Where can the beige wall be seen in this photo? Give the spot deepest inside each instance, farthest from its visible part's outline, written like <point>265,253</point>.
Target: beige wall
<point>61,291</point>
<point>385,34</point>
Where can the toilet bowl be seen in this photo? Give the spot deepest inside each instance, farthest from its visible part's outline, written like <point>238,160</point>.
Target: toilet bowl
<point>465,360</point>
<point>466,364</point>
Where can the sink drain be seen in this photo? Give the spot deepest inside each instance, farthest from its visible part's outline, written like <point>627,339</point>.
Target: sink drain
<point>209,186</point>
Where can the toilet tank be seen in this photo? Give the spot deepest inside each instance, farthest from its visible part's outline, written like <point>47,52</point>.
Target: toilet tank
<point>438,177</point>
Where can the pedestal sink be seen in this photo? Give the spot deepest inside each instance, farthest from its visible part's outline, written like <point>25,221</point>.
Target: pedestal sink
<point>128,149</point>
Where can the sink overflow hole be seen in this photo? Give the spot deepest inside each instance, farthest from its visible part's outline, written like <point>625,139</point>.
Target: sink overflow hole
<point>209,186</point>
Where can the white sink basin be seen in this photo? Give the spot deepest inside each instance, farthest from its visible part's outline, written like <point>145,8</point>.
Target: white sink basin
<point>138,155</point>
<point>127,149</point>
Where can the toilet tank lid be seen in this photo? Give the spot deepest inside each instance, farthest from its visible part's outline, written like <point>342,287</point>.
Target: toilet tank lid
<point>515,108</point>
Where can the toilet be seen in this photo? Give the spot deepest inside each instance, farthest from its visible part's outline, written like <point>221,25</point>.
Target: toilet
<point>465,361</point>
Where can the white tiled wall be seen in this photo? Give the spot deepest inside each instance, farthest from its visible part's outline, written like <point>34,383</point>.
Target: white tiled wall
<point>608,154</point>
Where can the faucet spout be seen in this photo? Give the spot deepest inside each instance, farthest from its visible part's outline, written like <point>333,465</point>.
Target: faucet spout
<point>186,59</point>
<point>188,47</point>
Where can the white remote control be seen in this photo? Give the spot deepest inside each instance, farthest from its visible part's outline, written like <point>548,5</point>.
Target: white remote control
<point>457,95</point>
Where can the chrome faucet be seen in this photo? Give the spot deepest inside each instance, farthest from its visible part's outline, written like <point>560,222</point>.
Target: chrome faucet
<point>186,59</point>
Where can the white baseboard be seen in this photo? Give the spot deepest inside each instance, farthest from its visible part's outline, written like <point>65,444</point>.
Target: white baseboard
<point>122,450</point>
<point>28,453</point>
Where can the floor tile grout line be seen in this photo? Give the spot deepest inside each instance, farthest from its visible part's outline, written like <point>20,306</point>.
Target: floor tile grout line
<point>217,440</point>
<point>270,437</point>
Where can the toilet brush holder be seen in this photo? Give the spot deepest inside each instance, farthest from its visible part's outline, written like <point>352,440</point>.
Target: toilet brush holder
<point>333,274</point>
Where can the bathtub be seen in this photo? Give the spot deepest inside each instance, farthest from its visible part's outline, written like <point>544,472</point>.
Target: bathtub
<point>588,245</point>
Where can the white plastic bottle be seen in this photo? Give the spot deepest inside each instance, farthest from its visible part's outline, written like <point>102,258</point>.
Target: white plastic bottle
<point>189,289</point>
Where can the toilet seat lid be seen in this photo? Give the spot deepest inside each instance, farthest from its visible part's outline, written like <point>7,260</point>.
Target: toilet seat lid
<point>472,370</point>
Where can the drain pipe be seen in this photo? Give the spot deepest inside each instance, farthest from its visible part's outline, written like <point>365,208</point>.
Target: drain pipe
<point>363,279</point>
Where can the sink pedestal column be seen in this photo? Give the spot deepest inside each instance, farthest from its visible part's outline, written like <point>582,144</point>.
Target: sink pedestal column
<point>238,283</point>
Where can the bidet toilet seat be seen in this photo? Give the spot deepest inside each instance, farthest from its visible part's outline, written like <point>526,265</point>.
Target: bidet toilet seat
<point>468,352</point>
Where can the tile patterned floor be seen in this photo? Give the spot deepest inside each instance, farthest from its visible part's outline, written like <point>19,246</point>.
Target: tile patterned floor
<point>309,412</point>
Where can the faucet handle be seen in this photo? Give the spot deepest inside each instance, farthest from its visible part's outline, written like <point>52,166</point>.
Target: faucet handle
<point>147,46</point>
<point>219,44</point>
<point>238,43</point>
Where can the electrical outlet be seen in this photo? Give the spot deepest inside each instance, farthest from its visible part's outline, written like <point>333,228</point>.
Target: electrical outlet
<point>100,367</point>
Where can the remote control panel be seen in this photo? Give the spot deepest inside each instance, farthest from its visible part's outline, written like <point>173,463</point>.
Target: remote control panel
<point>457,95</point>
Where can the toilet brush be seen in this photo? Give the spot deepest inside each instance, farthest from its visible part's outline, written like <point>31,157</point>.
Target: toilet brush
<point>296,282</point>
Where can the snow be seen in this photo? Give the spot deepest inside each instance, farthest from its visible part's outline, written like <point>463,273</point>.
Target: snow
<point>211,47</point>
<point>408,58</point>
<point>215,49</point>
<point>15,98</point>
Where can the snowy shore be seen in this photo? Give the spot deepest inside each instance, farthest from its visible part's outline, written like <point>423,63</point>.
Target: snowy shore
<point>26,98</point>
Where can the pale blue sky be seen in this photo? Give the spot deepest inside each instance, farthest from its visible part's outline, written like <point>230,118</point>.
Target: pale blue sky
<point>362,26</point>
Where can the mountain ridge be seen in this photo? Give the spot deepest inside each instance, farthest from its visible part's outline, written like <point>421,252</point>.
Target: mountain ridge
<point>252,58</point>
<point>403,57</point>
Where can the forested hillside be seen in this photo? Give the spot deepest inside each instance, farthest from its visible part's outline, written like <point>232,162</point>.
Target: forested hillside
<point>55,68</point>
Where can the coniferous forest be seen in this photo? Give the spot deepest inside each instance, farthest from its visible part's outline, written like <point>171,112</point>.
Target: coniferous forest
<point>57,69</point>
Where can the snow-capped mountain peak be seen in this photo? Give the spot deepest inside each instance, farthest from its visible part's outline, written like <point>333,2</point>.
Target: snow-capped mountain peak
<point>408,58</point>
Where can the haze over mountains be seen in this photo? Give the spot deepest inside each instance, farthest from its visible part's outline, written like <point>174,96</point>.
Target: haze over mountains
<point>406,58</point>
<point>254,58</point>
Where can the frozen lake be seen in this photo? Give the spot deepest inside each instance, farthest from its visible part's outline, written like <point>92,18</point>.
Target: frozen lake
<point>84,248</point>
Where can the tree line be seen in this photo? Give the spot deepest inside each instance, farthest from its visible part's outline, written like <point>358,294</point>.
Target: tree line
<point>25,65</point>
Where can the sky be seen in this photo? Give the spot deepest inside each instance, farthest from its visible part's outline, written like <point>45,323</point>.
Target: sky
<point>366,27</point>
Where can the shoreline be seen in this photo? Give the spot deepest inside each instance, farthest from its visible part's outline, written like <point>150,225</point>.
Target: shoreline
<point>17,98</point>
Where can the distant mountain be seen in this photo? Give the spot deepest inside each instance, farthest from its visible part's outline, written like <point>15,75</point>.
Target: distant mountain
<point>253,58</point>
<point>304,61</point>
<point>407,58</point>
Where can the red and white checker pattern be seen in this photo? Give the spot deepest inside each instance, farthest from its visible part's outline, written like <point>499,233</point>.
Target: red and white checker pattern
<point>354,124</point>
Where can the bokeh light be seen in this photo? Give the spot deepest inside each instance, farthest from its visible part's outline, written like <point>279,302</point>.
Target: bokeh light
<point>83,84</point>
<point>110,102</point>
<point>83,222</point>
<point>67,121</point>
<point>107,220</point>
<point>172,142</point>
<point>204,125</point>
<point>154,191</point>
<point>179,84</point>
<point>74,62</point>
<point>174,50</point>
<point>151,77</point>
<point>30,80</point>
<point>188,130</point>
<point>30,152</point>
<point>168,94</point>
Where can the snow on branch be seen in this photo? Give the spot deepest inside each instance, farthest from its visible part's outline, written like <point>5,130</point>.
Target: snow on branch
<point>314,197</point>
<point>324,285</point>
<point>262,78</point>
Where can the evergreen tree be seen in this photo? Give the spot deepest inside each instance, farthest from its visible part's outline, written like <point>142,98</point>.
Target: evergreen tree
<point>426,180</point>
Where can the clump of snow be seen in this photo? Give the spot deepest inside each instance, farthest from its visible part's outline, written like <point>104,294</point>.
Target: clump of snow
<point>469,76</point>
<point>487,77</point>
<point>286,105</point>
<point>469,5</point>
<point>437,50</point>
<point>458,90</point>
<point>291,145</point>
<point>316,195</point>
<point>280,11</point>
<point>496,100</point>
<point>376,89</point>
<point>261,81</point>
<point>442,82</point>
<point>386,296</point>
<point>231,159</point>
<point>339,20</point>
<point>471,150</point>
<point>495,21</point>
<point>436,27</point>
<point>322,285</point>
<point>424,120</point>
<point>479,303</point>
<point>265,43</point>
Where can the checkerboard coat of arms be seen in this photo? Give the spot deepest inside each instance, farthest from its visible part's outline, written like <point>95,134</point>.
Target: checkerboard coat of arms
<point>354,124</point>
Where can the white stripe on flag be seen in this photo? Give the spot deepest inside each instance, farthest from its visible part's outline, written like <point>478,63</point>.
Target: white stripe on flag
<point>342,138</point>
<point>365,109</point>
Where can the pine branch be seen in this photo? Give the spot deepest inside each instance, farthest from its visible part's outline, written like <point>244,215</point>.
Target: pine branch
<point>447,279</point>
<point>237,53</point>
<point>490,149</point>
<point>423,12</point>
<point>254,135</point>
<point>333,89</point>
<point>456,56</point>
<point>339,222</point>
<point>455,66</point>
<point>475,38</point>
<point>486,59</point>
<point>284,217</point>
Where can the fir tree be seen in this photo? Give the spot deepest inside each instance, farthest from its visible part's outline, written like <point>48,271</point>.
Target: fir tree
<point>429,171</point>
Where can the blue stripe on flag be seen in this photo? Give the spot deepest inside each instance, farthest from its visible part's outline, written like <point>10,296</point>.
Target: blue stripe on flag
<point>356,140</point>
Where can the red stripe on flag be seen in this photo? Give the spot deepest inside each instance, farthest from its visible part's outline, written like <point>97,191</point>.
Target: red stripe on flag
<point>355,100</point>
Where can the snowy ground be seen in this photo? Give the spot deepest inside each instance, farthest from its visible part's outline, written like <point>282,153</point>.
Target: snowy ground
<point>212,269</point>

* **Work to complete**
Render the portion of the data that opens with the line containing "Where can the floor" and closes with the line containing "<point>238,283</point>" as a JSON list of strings, one string per line. Omit any blank lines.

* **The reply**
[
  "Where can the floor tile grout line be seen in this photo? Give the spot deepest inside each instance, farthest from its visible part's outline, written like <point>20,306</point>.",
  "Target: floor tile grout line",
  "<point>217,440</point>",
  "<point>270,437</point>",
  "Where can the toilet brush holder be seen in this photo? Give the spot deepest inside each instance, farthest from its visible part's outline, written like <point>352,440</point>.",
  "Target: toilet brush holder",
  "<point>333,274</point>",
  "Where can the bathtub be seen in this photo? Give the spot deepest inside each instance, farthest from its visible part's outline, written like <point>544,472</point>.",
  "Target: bathtub",
  "<point>588,245</point>",
  "Where can the white plastic bottle be seen in this photo? Give the spot deepest inside each instance, farthest from its visible part's outline, written like <point>102,258</point>.",
  "Target: white plastic bottle",
  "<point>189,289</point>",
  "Where can the toilet seat lid be seen in this photo? Give the spot deepest inside each instance, farthest from its visible part's outline, written like <point>7,260</point>.",
  "Target: toilet seat lid",
  "<point>472,370</point>",
  "Where can the drain pipe be seen in this photo? Give the spot deepest inside each instance, farthest from its visible part's outline, written like <point>365,208</point>.",
  "Target: drain pipe",
  "<point>363,279</point>",
  "Where can the sink pedestal column be seen in this photo? Give the spot deepest inside each instance, farthest from its visible part's outline, written like <point>582,144</point>.",
  "Target: sink pedestal column",
  "<point>238,283</point>"
]